- _Task to carry out_: Update the items below by changing every "Target" to "Object" and leaving everything else as it is.

[Dataset entries start]

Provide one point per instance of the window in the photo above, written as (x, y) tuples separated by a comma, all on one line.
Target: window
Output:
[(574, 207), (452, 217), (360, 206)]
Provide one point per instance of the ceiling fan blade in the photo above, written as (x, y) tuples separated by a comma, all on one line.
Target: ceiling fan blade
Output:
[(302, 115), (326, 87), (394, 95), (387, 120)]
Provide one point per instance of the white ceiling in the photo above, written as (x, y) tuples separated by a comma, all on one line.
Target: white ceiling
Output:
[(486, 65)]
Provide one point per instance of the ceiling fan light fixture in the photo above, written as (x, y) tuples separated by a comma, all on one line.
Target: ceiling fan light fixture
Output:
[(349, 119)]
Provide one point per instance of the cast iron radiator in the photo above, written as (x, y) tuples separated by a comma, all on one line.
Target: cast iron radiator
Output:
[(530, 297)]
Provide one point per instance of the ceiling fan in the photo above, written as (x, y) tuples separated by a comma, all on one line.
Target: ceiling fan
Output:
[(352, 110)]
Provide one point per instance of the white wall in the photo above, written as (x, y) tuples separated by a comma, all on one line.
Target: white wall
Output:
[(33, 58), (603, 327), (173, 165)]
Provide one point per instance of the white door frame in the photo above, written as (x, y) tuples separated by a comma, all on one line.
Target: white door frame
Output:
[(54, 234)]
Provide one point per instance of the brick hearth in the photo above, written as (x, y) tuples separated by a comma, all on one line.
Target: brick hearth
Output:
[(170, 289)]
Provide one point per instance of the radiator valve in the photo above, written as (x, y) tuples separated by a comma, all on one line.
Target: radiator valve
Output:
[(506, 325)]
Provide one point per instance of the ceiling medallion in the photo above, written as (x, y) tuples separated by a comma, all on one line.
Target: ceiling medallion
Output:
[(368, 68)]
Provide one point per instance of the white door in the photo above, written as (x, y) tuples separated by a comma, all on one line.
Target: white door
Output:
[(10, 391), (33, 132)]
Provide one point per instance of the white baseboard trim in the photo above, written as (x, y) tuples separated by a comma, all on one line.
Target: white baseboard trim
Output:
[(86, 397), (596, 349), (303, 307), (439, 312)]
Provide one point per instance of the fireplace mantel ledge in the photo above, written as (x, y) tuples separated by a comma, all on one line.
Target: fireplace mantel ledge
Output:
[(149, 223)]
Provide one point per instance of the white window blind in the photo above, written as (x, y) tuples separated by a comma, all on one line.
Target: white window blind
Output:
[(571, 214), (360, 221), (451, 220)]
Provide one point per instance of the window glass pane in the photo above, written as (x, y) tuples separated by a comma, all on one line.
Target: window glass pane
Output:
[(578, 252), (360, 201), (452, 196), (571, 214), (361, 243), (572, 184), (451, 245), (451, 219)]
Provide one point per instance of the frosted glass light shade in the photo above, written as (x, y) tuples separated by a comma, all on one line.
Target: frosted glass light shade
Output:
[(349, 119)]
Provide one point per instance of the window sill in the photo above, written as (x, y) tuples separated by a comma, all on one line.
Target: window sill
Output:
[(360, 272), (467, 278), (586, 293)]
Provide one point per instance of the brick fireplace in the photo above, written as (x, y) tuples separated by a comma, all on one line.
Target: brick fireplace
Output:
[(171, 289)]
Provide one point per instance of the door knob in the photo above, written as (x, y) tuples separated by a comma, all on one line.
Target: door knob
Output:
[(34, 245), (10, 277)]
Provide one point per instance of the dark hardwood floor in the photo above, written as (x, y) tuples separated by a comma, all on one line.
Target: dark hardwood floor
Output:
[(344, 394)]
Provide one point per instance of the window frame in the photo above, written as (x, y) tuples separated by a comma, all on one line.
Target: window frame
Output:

[Dataset entries end]

- _Result of this exercise_:
Provide one point per instance of the window in the photo above, written as (x, y) tuples separated by a comma, all on one line.
Object: window
Output:
[(574, 207), (452, 217), (360, 206)]
Provide one point per instance of the ceiling fan blade in the photo above, written as (x, y) tuples separated by a comma, all on one line.
Object: ceiling fan blade
Output:
[(302, 115), (326, 87), (394, 95), (387, 120)]
Provide one point per instance of the white ceiling in the photo above, written as (x, y) tuples separated by a comma, all on one line.
Object: white ceiling
Output:
[(486, 65)]
Provide one point per instance of the ceiling fan light fixture in the photo above, written as (x, y) tuples separated by a comma, all on one line.
Object: ceiling fan light fixture
Output:
[(349, 119)]
Provide one point per instance of the cast iron radiator in the photo above, written as (x, y) tuples separated by a comma, all on one line.
Object: cast iron radiator
Output:
[(530, 297)]
Provide one point per instance of the ceiling fan in the photo above, written as (x, y) tuples separated by a comma, all on one line.
Object: ceiling fan
Output:
[(352, 110)]
Provide one point per instance of the white wall in the photo above, written as (x, y) tuples separated by a comma, all on one line.
Object: white wall
Output:
[(33, 58), (603, 327), (173, 165)]
Provide one point per instance of the white door frame in the photo above, written as (x, y) tuples separated by a comma, all on one line.
Object: white door frame
Output:
[(54, 234)]
Provide one point per instance of the brick hearth in the photo above, written as (x, y) tuples separated by a comma, all on one line.
Object: brick hearth
Output:
[(170, 289)]
Provide one point per instance of the radiator valve in the photo above, written as (x, y) tuples separated by a comma, all on one line.
Object: radiator valve
Output:
[(506, 325)]
Provide one point per instance of the ceiling medallion in the photo above, written as (x, y) tuples separated by a comma, all on one line.
Object: ceiling medallion
Output:
[(368, 68)]
Provide one point per instance of the white door in the photo above, written as (x, y) tuples separated by a comma, all on one line.
Object: white door
Output:
[(10, 391), (33, 132)]
Provide one point per instance of the white baseboard trim in the photo above, written as (x, y) tuples separated by a comma, all on one line.
Object: white baseboard trim
Output:
[(86, 397), (596, 349), (303, 307), (439, 312)]
Provide one point per instance of the fireplace mantel ledge in the photo above, written as (x, y) tuples separated by a comma, all on one line.
Object: fireplace mantel ledge
Output:
[(149, 223)]
Provide one point per instance of the white window blind in the photo above, written as (x, y) tuples separated by a comma, all on one line.
Object: white window blind
Output:
[(571, 214), (360, 221), (451, 220)]
Provide one point per instance of the window glass pane in the photo above, written as (x, y) tuples separated by a comma, all on one line.
Object: window glass pane
Output:
[(578, 252), (360, 201), (452, 196), (571, 214), (361, 243), (572, 184), (451, 245), (451, 219)]
Provide one point per instance of the frosted glass light shade in the photo above, written as (x, y) tuples separated by a comma, all on one line.
Object: frosted glass light shade
Output:
[(349, 119)]
Provide one point per instance of the window sill in the photo above, written as (x, y) tuples separated by a comma, all on one line.
Object: window sill
Output:
[(360, 272), (467, 278), (586, 293)]
Provide one point per instance of the brick fireplace in the photo above, written as (x, y) tuples separated by a comma, all on one line.
Object: brick fireplace
Output:
[(171, 289)]
Provide one point per instance of the door knob in the photo above, written as (x, y) tuples separated by a comma, all on one line.
Object: door knob
Output:
[(34, 245), (10, 277)]
Provide one point per instance of the dark hardwood floor in the photo above, written as (x, y) tuples separated by a comma, all on one line.
Object: dark hardwood floor
Output:
[(344, 394)]
Provide one point per instance of the window frame in the photo above, written as (x, y) tuples separated by a comma, all on one line.
Object: window frame
Output:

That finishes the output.